### Activity
Transcribe all records verbatim.

### Dataset entries
#####

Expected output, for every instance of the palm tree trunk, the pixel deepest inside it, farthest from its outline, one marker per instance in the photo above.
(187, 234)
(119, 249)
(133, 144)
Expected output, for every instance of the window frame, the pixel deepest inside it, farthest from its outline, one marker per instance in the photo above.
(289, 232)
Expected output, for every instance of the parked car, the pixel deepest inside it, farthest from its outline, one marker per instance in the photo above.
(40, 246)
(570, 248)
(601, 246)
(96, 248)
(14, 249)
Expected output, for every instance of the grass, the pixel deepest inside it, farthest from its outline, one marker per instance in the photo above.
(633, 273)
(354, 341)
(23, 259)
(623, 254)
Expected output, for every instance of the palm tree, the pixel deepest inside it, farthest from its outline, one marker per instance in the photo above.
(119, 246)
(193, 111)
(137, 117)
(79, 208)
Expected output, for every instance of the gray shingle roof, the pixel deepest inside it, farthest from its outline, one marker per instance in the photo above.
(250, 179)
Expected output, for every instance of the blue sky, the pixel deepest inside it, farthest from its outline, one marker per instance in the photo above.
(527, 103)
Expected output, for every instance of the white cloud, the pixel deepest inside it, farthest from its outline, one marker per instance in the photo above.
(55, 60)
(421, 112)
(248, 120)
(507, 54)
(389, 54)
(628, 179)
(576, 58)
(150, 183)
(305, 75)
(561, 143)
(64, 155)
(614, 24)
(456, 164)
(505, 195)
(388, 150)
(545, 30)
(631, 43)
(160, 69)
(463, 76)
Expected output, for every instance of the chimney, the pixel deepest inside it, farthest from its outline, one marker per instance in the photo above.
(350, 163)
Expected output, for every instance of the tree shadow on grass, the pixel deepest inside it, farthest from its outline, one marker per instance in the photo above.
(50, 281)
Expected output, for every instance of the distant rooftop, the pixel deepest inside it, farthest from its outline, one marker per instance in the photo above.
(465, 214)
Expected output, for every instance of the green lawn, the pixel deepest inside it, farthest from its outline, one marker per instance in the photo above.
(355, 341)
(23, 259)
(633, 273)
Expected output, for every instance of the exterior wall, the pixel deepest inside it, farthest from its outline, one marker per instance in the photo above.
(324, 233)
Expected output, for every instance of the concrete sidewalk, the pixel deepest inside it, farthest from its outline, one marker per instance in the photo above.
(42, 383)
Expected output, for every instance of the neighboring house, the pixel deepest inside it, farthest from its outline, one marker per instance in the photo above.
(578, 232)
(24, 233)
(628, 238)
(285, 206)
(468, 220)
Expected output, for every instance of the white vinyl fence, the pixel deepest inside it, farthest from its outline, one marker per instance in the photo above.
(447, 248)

#####

### Answer for this exercise
Expected output, for every instance of the palm tree trunk, the pixel deepest inside it, farthest from its outline, one marker per instance in the photo above.
(187, 234)
(119, 249)
(133, 144)
Expected output, for every instance of the window frame, the pixel deepest inside it, farthest from its outline, one marker per instance in the photo above.
(289, 232)
Expected output, for every instance of the parked car, the pixel deepest inside it, farthest from its outline, one marker per instance in the photo above.
(40, 246)
(570, 248)
(601, 246)
(96, 248)
(14, 249)
Expected output, for every instance of the grass, the pixel deepest inside it, farthest from its outline, one marker per instance in the photo above.
(633, 273)
(354, 341)
(23, 259)
(623, 254)
Expected output, for every instance of the palm tree, the pixel deepest inside it, farthest from its outline, one marker per instance in the photo above.
(119, 246)
(193, 111)
(137, 117)
(79, 208)
Expected output, for every instance of the gray shingle roof, the pixel deepest inside it, farthest from its outline, one marker per instance in the photo above.
(250, 179)
Expected output, for every instance of the blue sky, the pixel deepest inside it, farthest from its outline, one marker per instance in the photo above.
(527, 103)
Expected output, for every instance of the white cloud, the pixel deepest inside it, farthest from its outline, one marker per instance in the photo above.
(55, 60)
(421, 112)
(248, 120)
(507, 54)
(389, 54)
(628, 179)
(576, 58)
(150, 183)
(305, 75)
(561, 143)
(64, 155)
(614, 24)
(456, 164)
(505, 195)
(388, 150)
(545, 30)
(631, 43)
(160, 69)
(463, 76)
Expected output, for every instance of the chimney, the pixel deepest inside it, farthest from its outline, one marker per instance in the photo above.
(350, 163)
Expected output, for every instance of the tree shadow on grass, the pixel deepest inside it, farthest from its outline, one marker per instance in the photo above.
(50, 281)
Expected output, for every instance of the distant rooftop, the pixel deepest inside it, farthest from its outline, one marker per instance in the photo above.
(465, 214)
Expected output, for every instance of the green lawn, the pixel deepest inside it, farthest from its outline, one marker per instance in the photo above.
(355, 341)
(23, 259)
(633, 273)
Expected output, for every instance of the exterior wall, the pixel deepest inside it, farthest from its outline, one marker per instance in the photo above.
(324, 233)
Expected output, for every instance of the concrete sidewalk, the pixel deepest inside it, farthest from its outline, one marker per instance in the photo above.
(42, 383)
Expected output, for every instance of the neighboring house, the pixel deepest inside it, farthest from its outline, one marker per instance in the photo above.
(578, 232)
(24, 233)
(628, 238)
(285, 206)
(468, 220)
Expected output, for every instance of the white vinyl fence, the pixel deepest inside it, farthest from its outline, one marker per instance in the photo above.
(447, 248)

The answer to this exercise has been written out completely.